EXERCISE —
Update the rows from the line with "The component shall indicate each instance of the gray water" up to and including the line with "x=927 y=518", replacing "Query" with "Search" and leaving everything else unchanged.

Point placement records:
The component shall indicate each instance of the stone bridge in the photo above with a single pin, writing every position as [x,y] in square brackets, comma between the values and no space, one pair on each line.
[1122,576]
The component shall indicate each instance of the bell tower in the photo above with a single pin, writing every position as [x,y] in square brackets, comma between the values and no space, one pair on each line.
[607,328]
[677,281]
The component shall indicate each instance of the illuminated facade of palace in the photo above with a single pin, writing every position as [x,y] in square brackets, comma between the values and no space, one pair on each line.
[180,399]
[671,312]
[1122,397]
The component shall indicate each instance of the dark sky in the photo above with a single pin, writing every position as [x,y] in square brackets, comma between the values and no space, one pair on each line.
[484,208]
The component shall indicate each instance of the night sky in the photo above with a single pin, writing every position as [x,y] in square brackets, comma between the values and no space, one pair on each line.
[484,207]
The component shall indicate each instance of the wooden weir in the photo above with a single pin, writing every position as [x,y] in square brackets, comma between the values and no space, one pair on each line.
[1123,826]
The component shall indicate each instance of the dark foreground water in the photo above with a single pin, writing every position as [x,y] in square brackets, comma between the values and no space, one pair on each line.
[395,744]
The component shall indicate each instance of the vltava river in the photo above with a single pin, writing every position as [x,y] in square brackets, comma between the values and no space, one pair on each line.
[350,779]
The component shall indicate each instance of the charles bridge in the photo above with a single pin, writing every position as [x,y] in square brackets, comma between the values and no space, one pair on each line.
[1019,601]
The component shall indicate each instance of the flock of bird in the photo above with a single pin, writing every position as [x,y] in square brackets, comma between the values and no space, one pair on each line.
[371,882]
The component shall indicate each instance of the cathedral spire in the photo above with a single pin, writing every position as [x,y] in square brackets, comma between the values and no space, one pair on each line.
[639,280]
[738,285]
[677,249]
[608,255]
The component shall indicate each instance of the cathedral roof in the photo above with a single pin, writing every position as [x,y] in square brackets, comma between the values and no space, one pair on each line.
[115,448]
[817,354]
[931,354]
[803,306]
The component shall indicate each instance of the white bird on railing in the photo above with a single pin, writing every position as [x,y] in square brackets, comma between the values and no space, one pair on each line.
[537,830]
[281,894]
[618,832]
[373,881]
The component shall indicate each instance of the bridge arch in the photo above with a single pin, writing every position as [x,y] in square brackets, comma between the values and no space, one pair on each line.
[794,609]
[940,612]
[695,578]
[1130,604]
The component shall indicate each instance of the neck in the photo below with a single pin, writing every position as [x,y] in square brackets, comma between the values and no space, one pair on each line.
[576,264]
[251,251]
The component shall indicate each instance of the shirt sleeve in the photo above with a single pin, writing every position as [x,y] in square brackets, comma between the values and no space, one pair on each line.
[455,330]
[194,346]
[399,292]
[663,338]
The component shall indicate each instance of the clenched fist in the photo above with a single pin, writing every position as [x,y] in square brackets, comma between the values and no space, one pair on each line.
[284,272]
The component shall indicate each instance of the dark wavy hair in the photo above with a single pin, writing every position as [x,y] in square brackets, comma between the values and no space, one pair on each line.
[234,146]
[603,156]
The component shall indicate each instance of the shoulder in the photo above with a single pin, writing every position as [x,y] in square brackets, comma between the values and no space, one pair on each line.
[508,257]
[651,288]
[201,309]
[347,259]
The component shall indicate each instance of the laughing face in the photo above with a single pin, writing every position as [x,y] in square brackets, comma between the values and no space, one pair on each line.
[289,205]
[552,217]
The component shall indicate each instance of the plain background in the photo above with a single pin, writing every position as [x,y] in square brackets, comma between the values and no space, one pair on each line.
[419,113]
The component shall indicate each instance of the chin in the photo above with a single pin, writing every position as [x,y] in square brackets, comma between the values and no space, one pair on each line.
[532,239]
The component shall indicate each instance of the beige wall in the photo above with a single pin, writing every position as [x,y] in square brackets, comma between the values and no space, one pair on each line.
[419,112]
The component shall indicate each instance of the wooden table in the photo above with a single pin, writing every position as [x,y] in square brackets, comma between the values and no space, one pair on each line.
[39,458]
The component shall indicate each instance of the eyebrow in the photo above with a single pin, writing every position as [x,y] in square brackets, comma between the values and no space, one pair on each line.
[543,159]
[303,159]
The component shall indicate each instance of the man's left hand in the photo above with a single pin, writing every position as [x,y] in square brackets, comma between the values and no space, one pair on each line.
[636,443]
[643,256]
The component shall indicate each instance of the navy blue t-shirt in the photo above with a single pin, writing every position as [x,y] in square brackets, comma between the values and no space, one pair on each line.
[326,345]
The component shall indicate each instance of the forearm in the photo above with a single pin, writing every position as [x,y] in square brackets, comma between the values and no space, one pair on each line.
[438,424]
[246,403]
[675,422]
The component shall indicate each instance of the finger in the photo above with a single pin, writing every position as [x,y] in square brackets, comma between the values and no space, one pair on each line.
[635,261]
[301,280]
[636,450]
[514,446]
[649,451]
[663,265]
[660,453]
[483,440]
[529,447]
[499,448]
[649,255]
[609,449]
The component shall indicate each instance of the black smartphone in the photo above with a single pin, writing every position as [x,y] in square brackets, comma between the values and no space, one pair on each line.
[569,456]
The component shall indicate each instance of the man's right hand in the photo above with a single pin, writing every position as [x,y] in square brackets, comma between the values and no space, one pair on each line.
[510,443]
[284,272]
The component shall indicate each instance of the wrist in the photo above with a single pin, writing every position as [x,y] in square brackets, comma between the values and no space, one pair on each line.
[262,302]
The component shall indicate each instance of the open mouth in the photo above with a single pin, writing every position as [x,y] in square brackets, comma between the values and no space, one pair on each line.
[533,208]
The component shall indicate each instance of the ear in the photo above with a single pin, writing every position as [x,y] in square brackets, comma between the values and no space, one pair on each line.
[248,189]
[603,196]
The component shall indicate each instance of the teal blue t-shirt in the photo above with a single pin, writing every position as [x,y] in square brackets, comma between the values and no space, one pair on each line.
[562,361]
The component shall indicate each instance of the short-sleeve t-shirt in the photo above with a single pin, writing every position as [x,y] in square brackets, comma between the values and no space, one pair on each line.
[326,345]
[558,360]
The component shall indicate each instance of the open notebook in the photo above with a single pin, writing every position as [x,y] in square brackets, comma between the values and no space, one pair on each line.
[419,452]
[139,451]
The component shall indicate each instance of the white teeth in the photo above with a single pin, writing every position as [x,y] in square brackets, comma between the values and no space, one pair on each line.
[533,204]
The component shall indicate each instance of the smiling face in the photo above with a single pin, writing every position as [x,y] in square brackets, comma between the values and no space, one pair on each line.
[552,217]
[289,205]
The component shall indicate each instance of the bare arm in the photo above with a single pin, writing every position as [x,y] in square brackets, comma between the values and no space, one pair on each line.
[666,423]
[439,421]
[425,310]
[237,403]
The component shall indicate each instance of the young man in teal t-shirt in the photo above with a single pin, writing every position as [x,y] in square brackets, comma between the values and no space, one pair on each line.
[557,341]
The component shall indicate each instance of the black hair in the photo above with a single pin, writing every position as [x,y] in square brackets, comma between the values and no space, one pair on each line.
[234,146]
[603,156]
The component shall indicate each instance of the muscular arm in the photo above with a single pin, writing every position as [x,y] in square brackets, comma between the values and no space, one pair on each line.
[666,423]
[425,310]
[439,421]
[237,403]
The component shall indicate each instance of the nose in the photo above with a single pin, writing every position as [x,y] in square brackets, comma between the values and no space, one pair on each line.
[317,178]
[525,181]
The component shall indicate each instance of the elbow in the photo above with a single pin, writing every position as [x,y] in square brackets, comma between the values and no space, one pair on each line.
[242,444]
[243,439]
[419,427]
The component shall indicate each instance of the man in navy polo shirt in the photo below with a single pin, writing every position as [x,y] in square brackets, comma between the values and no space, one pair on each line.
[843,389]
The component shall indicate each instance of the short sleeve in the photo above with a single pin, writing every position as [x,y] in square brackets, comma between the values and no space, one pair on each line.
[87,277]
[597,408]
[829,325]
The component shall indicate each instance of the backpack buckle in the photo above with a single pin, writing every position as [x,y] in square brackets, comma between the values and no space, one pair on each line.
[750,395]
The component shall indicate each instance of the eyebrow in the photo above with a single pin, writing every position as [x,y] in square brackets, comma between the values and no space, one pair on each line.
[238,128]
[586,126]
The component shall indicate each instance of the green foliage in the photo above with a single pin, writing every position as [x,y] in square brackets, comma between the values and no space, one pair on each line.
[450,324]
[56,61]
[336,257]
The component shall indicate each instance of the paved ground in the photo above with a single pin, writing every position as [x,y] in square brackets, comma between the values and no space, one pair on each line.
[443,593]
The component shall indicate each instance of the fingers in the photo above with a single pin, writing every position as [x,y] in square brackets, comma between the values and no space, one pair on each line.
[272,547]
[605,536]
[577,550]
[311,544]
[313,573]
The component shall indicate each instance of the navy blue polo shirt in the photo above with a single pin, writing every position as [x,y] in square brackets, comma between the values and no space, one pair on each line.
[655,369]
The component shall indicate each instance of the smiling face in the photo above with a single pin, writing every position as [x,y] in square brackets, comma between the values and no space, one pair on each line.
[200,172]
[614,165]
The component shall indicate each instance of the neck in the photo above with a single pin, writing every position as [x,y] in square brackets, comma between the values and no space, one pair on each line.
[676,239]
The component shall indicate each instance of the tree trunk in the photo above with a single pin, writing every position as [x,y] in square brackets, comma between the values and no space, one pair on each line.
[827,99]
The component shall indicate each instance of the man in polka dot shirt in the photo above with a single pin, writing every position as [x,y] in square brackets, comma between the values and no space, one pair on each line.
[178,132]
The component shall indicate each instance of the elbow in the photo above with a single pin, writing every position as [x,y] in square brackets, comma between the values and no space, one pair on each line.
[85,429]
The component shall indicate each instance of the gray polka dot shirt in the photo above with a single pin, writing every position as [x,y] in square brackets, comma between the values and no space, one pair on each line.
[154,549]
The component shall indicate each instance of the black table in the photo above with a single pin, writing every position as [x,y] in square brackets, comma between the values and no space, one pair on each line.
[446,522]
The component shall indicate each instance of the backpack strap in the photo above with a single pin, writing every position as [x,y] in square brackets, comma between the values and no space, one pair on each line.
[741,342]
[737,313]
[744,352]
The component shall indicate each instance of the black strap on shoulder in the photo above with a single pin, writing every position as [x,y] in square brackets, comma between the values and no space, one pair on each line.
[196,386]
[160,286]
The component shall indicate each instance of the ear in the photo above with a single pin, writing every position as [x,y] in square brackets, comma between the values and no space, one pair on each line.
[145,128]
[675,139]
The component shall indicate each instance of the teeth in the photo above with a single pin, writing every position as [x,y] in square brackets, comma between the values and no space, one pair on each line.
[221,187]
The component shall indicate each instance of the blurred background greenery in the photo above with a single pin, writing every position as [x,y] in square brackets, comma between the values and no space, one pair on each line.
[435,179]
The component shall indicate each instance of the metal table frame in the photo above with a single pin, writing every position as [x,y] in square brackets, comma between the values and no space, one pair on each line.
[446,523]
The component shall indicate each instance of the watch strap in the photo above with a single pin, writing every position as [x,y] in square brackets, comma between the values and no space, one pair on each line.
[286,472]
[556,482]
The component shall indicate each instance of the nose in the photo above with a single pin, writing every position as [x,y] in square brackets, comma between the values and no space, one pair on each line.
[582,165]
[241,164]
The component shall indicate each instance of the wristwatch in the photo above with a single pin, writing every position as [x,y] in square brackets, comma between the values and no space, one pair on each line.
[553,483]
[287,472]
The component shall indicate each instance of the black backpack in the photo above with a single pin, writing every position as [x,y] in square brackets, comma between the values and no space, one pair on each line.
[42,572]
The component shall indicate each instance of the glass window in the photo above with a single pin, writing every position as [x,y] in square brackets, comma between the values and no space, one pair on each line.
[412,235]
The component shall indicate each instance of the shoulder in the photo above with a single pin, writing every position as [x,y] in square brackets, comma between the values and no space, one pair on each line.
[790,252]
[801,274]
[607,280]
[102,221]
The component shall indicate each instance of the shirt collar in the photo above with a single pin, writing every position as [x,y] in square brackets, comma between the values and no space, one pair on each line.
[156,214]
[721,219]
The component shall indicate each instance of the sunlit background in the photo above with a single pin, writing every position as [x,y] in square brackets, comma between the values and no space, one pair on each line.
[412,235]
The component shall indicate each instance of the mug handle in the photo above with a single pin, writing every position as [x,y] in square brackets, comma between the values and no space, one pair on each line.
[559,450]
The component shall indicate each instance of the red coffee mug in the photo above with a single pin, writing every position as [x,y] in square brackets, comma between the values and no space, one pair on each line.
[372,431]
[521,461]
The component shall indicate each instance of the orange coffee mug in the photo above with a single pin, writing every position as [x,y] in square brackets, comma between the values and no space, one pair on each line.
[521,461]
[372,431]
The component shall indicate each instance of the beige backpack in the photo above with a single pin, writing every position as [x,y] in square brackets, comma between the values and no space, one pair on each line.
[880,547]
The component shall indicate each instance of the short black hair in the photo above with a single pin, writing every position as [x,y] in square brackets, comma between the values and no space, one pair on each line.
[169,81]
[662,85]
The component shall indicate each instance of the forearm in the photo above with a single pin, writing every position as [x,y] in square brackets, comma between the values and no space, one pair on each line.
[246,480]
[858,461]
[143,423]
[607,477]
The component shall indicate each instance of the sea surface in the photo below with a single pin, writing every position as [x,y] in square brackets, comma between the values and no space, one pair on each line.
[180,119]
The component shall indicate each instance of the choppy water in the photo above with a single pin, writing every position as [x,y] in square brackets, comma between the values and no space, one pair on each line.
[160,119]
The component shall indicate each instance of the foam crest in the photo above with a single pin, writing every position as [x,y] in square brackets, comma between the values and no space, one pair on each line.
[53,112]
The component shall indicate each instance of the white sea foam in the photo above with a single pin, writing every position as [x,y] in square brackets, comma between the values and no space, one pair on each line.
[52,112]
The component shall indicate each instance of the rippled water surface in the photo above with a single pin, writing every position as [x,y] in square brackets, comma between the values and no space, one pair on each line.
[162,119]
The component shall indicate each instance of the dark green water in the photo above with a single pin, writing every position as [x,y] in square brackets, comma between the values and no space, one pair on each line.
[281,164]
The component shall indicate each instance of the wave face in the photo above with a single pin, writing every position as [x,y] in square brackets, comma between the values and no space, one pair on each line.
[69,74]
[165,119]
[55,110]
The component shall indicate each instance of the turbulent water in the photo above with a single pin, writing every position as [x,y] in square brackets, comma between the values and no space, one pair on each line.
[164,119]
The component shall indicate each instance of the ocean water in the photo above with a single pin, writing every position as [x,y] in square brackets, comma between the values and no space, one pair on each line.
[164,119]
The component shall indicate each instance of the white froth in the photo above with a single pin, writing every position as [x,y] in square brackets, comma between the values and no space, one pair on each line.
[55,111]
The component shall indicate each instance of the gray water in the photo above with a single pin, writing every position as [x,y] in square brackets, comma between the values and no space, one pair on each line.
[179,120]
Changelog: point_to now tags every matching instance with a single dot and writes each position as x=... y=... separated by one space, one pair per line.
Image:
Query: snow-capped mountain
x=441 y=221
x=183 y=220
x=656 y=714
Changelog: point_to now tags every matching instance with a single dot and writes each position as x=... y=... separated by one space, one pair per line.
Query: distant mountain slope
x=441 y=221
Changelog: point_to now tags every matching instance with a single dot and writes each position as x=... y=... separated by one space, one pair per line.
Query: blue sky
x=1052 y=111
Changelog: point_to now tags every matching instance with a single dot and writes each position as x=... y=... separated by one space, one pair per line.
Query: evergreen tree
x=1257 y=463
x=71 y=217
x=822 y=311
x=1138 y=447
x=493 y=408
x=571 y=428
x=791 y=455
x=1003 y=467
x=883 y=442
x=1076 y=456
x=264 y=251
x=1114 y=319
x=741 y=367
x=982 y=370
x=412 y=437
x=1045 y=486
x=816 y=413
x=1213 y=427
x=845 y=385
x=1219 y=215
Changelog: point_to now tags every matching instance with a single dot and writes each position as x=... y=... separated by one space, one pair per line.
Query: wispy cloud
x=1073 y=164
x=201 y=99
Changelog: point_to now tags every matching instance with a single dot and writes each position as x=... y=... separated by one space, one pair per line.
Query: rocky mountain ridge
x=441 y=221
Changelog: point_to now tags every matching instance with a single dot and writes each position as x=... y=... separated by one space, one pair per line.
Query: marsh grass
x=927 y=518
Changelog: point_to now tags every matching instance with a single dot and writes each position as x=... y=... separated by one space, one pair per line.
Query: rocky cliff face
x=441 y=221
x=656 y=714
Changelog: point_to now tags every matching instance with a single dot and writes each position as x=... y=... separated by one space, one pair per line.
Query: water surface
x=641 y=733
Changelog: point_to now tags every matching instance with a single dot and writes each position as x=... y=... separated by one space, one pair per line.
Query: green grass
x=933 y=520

RESPONSE —
The component shall indicate each instance of the gray water in the photo above with a single pin, writing every position as [x,y] in square brackets, comma between the values and no space, one pair on each line.
[179,120]
Changelog: point_to now tags every matching instance with a single dot and writes each position as x=... y=... separated by one space, one pair per line.
Image:
Search: snow-capped mountain
x=441 y=221
x=183 y=220
x=656 y=714
Changelog: point_to now tags every matching instance with a single dot and writes each position as x=... y=... separated by one space, one pair per line.
Search: distant mountain slope
x=441 y=221
Changelog: point_to now tags every matching instance with a single dot and writes each position as x=... y=... separated by one space, one pair per line.
Search: blue sky
x=1052 y=111
Changelog: point_to now tags every matching instance with a single dot and writes each position as x=... y=... separated by one space, one pair per line.
Search: evergreen tree
x=1257 y=463
x=71 y=217
x=822 y=311
x=1138 y=447
x=493 y=408
x=571 y=428
x=791 y=455
x=1003 y=467
x=883 y=442
x=1076 y=456
x=264 y=251
x=1114 y=319
x=741 y=367
x=982 y=370
x=412 y=437
x=1045 y=486
x=816 y=413
x=1213 y=427
x=845 y=385
x=1219 y=215
Changelog: point_to now tags every matching instance with a single dot and writes each position as x=... y=... separated by one space, one pair per line.
Search: wispy cloud
x=1073 y=164
x=201 y=99
Changelog: point_to now tags every matching instance with a single dot and writes each position as x=... y=... separated by one space, one pair per line.
Search: rocky mountain ridge
x=441 y=221
Changelog: point_to now tags every matching instance with a single dot and writes each position as x=... y=... separated by one space, one pair per line.
Search: marsh grass
x=927 y=518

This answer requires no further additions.